▶ Task instructions
Copy every line of the listing below that contains the word "fillet".

── Dataset entries ──

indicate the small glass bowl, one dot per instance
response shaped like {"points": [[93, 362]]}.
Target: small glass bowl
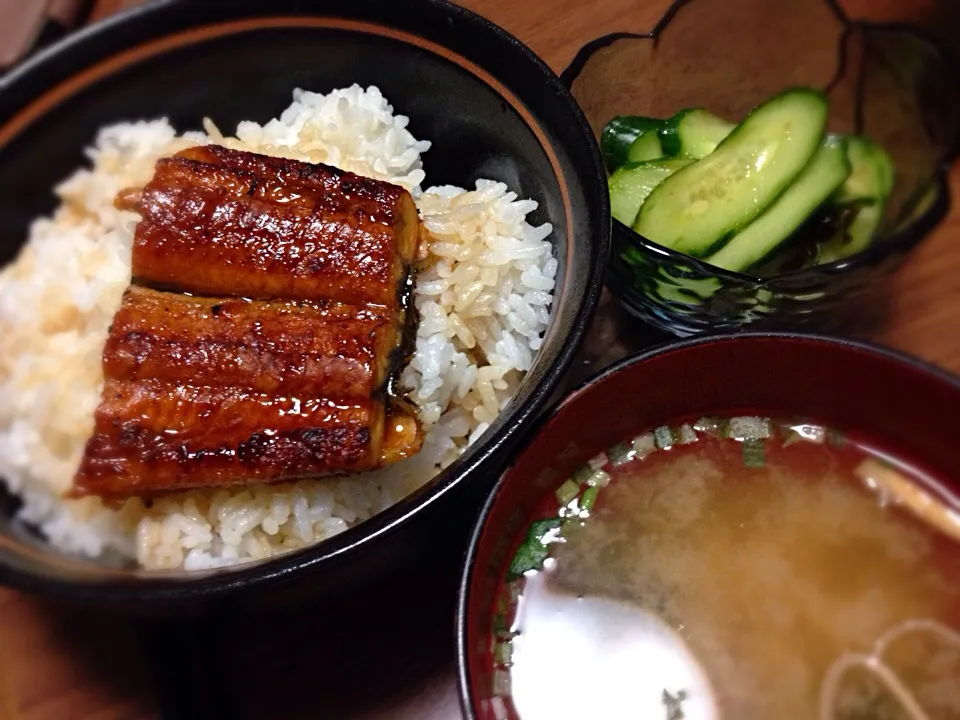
{"points": [[889, 82]]}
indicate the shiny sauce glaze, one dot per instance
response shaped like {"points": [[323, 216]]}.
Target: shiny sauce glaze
{"points": [[269, 318]]}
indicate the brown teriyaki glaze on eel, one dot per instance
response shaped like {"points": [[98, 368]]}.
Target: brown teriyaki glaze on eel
{"points": [[269, 318]]}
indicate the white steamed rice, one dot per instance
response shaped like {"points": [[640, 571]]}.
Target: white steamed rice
{"points": [[484, 301]]}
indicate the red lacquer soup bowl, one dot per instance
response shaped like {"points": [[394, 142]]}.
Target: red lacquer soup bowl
{"points": [[898, 403]]}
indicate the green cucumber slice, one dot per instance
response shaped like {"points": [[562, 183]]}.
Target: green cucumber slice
{"points": [[695, 210], [826, 172], [631, 184], [694, 134], [645, 148], [871, 179], [869, 185], [618, 135]]}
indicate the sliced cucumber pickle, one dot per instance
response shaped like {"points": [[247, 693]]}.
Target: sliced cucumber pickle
{"points": [[698, 208], [631, 184], [826, 172]]}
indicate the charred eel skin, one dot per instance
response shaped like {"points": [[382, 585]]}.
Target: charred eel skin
{"points": [[262, 338]]}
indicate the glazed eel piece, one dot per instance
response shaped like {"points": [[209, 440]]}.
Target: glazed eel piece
{"points": [[272, 228], [278, 364]]}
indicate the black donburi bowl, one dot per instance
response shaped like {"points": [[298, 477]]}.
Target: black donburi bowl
{"points": [[490, 107]]}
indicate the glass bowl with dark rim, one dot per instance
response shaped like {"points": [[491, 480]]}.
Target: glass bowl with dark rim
{"points": [[889, 400], [888, 82], [491, 108]]}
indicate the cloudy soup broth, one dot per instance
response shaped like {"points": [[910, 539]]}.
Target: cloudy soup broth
{"points": [[734, 568]]}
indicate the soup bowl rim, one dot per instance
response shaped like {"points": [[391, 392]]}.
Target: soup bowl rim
{"points": [[467, 693]]}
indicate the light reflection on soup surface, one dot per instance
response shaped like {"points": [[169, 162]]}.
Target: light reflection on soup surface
{"points": [[698, 587]]}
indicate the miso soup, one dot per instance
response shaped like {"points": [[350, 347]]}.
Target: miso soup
{"points": [[739, 569]]}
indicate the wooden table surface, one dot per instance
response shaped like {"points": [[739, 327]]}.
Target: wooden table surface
{"points": [[59, 663]]}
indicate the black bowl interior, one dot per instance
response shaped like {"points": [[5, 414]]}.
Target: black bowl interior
{"points": [[510, 121]]}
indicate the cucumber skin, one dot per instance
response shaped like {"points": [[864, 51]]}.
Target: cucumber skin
{"points": [[826, 171], [872, 176], [624, 193], [871, 181], [618, 135], [645, 148], [714, 237], [672, 134]]}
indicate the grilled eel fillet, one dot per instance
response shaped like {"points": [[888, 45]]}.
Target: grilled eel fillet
{"points": [[277, 365]]}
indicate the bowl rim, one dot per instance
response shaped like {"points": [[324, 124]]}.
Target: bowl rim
{"points": [[174, 587], [465, 688], [901, 240]]}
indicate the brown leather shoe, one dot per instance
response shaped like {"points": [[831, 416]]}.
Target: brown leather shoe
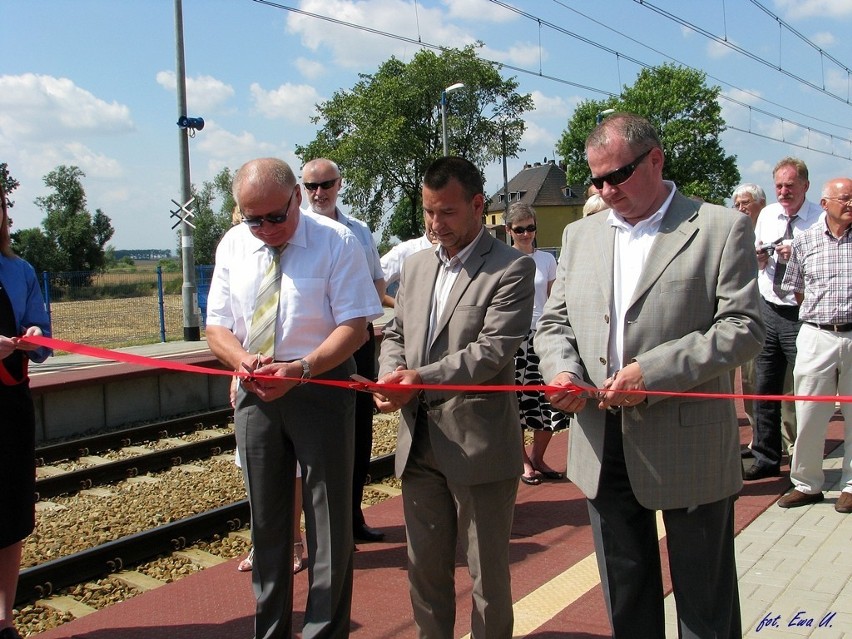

───

▶ Full solution
indicate the grilled eel fillet, one dot per instance
Target: grilled eel fillet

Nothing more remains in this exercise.